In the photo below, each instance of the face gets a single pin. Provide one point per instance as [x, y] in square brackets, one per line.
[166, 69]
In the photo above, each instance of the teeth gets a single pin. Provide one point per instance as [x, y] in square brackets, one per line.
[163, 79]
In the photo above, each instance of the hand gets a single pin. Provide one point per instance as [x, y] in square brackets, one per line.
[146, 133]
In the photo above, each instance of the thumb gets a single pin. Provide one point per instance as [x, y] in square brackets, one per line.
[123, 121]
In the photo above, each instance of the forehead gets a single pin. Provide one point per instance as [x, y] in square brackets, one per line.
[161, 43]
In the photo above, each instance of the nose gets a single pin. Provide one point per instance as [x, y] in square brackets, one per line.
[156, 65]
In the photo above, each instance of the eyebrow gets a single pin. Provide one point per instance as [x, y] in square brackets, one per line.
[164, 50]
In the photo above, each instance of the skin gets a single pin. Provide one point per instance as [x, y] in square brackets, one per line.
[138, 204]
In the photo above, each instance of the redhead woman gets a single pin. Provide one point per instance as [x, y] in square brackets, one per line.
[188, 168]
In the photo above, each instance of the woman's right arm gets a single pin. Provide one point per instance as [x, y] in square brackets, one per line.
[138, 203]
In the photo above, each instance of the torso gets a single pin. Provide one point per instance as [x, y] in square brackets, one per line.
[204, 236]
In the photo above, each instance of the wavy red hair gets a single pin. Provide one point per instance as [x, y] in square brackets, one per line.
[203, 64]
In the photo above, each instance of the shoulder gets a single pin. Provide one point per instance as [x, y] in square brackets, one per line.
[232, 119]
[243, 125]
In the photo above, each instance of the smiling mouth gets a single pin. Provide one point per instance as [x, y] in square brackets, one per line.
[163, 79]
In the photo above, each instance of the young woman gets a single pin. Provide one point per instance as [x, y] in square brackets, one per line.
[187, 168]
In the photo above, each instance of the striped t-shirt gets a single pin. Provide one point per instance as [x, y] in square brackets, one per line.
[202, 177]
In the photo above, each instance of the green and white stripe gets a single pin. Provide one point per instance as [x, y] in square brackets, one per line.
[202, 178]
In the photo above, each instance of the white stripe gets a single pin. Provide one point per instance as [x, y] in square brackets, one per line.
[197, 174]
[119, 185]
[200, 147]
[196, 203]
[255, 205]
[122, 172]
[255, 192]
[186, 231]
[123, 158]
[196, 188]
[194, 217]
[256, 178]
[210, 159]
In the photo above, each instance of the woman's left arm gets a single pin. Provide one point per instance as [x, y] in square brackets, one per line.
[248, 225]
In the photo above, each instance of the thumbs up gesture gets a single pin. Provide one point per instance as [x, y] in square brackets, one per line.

........

● TO DO
Set every line of the listing above into a numbered list, omitting any blank lines.

● CORRECT OUTPUT
1. In the photo below, each instance of the face gets a single pin. Provide one point per instance as [x, y] in square brackets, one per line.
2. [166, 69]
3. In the photo above, each instance of the teeth gets a single pin. Provide one point per instance as [x, y] in square brackets, one per line.
4. [163, 79]
5. In the photo above, each instance of the hand gets a single pin. Provide one point per instance as [x, y] in square brackets, one per line.
6. [146, 133]
7. In the photo above, each instance of the thumb gets a single pin. Provide one point per instance as [x, y] in square brackets, one per line.
8. [123, 121]
9. In the photo above, each instance of the forehead gets a single pin. Provide one point per instance as [x, y] in square brackets, one per line.
10. [161, 43]
11. In the photo above, each instance of the nose gets a single pin. Provide one point per instance as [x, y] in square brackets, one per line.
12. [156, 65]
13. In the photo above, each instance of the eyebrow gets a single pin. Provide one point per instance as [x, y] in square brackets, one per line.
14. [164, 50]
15. In the photo above, each instance of the skin gets a single pin. Provide one point per instance as [x, y] in square brackets, one per line.
16. [138, 204]
17. In the photo above, each instance of the redhead woman gets a single pin. Provide one point per instance as [x, y] in square brackets, one per line.
18. [188, 168]
19. In the photo above, each instance of the woman's right arm gets a single pin. Provide one point per instance as [x, y] in square brackets, one per line.
20. [138, 203]
21. In the photo above, each instance of the torso gets a single pin. Provide one point per instance as [x, y] in square brackets, one per line.
22. [204, 236]
23. In the photo above, each instance of the wavy red hair gets a single pin. Provide one point per instance as [x, y] in square brackets, one per line.
24. [203, 64]
25. In the photo above, each instance of the shoulder gets a single pin. Provide one point per instance as [x, y] in square brackets, one per line.
26. [232, 119]
27. [243, 125]
28. In the photo above, each instance of the smiling mouth gets a single pin. Provide one point per instance as [x, y] in square brackets, one per line.
29. [163, 79]
30. In the photo above, each instance of the young woman gets a single pin. Provide one point per instance as [x, y] in square brackets, one per line.
31. [187, 168]
32. In the photo above, each instance of the striped t-shirt gets a single pin. Provide one point per instance as [x, y] in square brackets, one per line.
33. [202, 177]
34. In the photo above, each instance of the green and white stripe gets a single pin. Provide one point per instance as [x, y] in square brackets, one per line.
35. [202, 178]
36. In the photo above, each instance of the white stripe gets a single pin. Provide one point per instance as [x, y] in square brackets, one per line.
37. [197, 174]
38. [119, 185]
39. [200, 147]
40. [196, 203]
41. [255, 205]
42. [122, 172]
43. [255, 192]
44. [186, 231]
45. [123, 158]
46. [196, 188]
47. [194, 217]
48. [256, 178]
49. [210, 159]
50. In the photo above, each instance of the woman's left arm gets a single pin. Provide one point per instance as [x, y] in square brackets, one per line.
51. [248, 225]
52. In the photo above, each instance of the thumbs up gesture gets a single pin. Provide one point per instance as [x, y] in square brackets, one per line.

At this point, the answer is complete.